-------- DATA EXTRACT --------

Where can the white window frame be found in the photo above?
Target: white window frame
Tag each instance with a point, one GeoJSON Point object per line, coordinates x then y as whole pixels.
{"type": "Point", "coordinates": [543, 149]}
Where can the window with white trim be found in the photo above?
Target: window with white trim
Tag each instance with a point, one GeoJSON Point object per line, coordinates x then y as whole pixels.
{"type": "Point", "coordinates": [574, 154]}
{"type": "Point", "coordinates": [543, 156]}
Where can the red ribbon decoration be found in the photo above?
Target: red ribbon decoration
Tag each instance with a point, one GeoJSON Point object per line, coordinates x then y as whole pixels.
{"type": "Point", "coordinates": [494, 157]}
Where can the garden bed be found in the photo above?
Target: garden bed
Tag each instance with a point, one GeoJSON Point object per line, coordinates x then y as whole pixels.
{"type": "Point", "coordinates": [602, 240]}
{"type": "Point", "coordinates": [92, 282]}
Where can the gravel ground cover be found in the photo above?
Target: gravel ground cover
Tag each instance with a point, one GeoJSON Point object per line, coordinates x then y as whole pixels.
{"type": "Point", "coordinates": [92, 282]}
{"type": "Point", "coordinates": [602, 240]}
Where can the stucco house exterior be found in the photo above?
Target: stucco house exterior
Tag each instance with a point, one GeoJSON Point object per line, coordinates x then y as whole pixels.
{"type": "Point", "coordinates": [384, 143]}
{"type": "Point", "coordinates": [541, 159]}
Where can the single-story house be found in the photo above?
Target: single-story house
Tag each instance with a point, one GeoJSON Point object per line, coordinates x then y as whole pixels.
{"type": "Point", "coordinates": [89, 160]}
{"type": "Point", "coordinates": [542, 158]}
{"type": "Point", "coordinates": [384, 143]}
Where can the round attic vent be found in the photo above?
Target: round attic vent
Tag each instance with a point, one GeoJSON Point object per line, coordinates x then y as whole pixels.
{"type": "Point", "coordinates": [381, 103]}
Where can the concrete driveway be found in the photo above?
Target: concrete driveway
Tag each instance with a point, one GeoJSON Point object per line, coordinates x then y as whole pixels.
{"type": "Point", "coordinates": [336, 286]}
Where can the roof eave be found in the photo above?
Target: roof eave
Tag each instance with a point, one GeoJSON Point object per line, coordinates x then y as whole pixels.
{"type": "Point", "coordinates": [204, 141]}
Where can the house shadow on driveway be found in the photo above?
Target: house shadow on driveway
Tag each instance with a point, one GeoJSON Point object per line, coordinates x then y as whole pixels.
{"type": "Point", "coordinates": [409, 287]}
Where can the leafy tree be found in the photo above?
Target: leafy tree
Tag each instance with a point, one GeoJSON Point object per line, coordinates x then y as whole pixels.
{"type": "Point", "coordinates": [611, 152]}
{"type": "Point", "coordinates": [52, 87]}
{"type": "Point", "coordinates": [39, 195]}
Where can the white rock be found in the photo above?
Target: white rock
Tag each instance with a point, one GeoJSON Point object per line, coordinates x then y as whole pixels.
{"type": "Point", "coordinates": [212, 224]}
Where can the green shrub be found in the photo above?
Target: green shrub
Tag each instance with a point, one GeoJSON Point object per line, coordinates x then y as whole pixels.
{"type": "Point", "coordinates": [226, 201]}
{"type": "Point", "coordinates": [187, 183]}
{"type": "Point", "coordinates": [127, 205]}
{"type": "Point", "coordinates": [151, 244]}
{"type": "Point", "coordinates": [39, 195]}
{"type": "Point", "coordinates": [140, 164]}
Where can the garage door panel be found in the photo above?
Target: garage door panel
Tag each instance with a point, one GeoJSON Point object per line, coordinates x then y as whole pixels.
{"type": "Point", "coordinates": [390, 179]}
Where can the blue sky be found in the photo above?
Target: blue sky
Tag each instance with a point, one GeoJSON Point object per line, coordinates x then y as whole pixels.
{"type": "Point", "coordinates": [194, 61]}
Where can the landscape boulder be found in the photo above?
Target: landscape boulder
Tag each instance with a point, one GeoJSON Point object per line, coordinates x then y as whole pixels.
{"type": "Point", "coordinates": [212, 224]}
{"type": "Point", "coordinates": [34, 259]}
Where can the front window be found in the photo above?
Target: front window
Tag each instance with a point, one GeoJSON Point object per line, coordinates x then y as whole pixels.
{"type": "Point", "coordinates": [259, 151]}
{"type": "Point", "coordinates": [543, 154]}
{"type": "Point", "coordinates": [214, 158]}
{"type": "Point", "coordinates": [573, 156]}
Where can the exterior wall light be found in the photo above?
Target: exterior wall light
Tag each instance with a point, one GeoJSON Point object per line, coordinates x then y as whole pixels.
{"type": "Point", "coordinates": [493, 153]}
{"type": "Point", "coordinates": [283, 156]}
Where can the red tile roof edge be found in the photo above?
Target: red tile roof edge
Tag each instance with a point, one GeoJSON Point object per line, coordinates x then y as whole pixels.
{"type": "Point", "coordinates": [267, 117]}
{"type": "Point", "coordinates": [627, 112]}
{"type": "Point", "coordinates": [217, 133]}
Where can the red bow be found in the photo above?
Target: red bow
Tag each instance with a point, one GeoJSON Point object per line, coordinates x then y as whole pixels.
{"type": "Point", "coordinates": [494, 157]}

--------

_EXERCISE_:
Return all of the data above verbatim, keeping every line in its original order and form.

_ANSWER TO THIS TASK_:
Where can the white window frame be found in the photo above?
Target: white window frame
Tag each instance with a point, one GeoJSON Point object per line, coordinates x then y as whole pixels.
{"type": "Point", "coordinates": [543, 149]}
Where can the window with white trim be found in the photo above?
Target: window with white trim
Tag each instance with a point, one GeoJSON Point object per line, coordinates x then y as whole pixels.
{"type": "Point", "coordinates": [574, 154]}
{"type": "Point", "coordinates": [543, 156]}
Where can the red ribbon decoration be found in the photo above?
Target: red ribbon decoration
Tag each instance with a point, one GeoJSON Point object per line, coordinates x then y as whole pixels.
{"type": "Point", "coordinates": [494, 157]}
Where can the garden bed be found in the photo above?
Target: garden bed
Tag each instance with a point, one GeoJSON Point object per line, coordinates x then y as whole pixels.
{"type": "Point", "coordinates": [602, 240]}
{"type": "Point", "coordinates": [92, 282]}
Where can the gravel ground cover be found in the photo above?
Target: gravel ground cover
Tag each instance with a point, one GeoJSON Point object per line, coordinates x then y as whole pixels.
{"type": "Point", "coordinates": [92, 282]}
{"type": "Point", "coordinates": [602, 240]}
Where can the stucco house exterior be found in the photo above?
Target: stucco house exterior
Tag each instance with a point, one GeoJSON Point object per line, coordinates x then y as whole pixels.
{"type": "Point", "coordinates": [384, 143]}
{"type": "Point", "coordinates": [541, 159]}
Where can the single-story house be found in the photo above?
Target: single-story house
Tag each instance with a point, one GeoJSON Point object per line, coordinates x then y as whole pixels.
{"type": "Point", "coordinates": [89, 160]}
{"type": "Point", "coordinates": [542, 158]}
{"type": "Point", "coordinates": [384, 143]}
Where can the round attic vent be found in the photo above?
Target: round attic vent
Tag each instance with a point, one GeoJSON Point object per line, coordinates x then y as whole pixels.
{"type": "Point", "coordinates": [381, 103]}
Where can the concrete driveway be found in the photo above?
Target: concrete driveway
Tag each instance with a point, one GeoJSON Point object per line, coordinates x then y as whole pixels.
{"type": "Point", "coordinates": [336, 286]}
Where can the roof eave be found in the photo above?
Target: roof eave
Tag each instance with a point, one GeoJSON Point object per line, coordinates x then y as whole pixels.
{"type": "Point", "coordinates": [204, 141]}
Where can the house shadow on driveway be found in the photo above?
Target: house shadow on driveway
Tag each instance with a point, one GeoJSON Point object per line, coordinates x then y as whole pixels.
{"type": "Point", "coordinates": [409, 287]}
Where can the leafy tree be found in the photo above?
Target: leafy tree
Tag each instance with a point, one GeoJSON Point object per line, coordinates x then y as whole pixels.
{"type": "Point", "coordinates": [611, 152]}
{"type": "Point", "coordinates": [52, 87]}
{"type": "Point", "coordinates": [39, 195]}
Where can the white rock be found in the photo above?
Target: white rock
Tag each instance with a point, one GeoJSON Point object per line, coordinates x then y as whole pixels.
{"type": "Point", "coordinates": [212, 224]}
Where can the green shrub be found in the photo above?
Target: green shrub
Tag each instance with a point, one GeoJSON Point object per line, coordinates x then y as whole pixels.
{"type": "Point", "coordinates": [226, 201]}
{"type": "Point", "coordinates": [187, 183]}
{"type": "Point", "coordinates": [127, 205]}
{"type": "Point", "coordinates": [151, 244]}
{"type": "Point", "coordinates": [39, 195]}
{"type": "Point", "coordinates": [140, 164]}
Where can the garage door panel be found in the photo above?
Target: garage door panel
Tag each instance with a point, one GeoJSON Point object per line, coordinates x then y as whole pixels.
{"type": "Point", "coordinates": [390, 179]}
Where can the blue sky be found in the photo above?
Target: blue sky
Tag each instance with a point, one GeoJSON Point object per line, coordinates x then y as whole pixels.
{"type": "Point", "coordinates": [194, 61]}
Where can the landscape boulder be found in the photo above?
Target: landscape boulder
Tag each instance with a point, one GeoJSON Point object per line, coordinates x then y as whole pixels.
{"type": "Point", "coordinates": [212, 224]}
{"type": "Point", "coordinates": [34, 259]}
Where can the front window be found in the photo above?
Target: front window
Tag each instance with a point, one GeoJSON Point object per line, coordinates x then y as whole pixels.
{"type": "Point", "coordinates": [259, 151]}
{"type": "Point", "coordinates": [543, 154]}
{"type": "Point", "coordinates": [214, 158]}
{"type": "Point", "coordinates": [573, 156]}
Where can the exterior wall light be found in the photo above?
Target: exterior wall light
Tag each instance with a point, one GeoJSON Point object per line, coordinates x then y as whole pixels.
{"type": "Point", "coordinates": [493, 153]}
{"type": "Point", "coordinates": [283, 156]}
Where can the red tile roof edge be found in the photo above?
Target: red tile roof edge
Tag each instance with a point, one GeoJSON Point object per line, coordinates x then y as whole pixels.
{"type": "Point", "coordinates": [267, 117]}
{"type": "Point", "coordinates": [627, 112]}
{"type": "Point", "coordinates": [217, 133]}
Where can the red bow be found in the photo above?
Target: red bow
Tag each instance with a point, one GeoJSON Point object per line, coordinates x then y as whole pixels.
{"type": "Point", "coordinates": [494, 157]}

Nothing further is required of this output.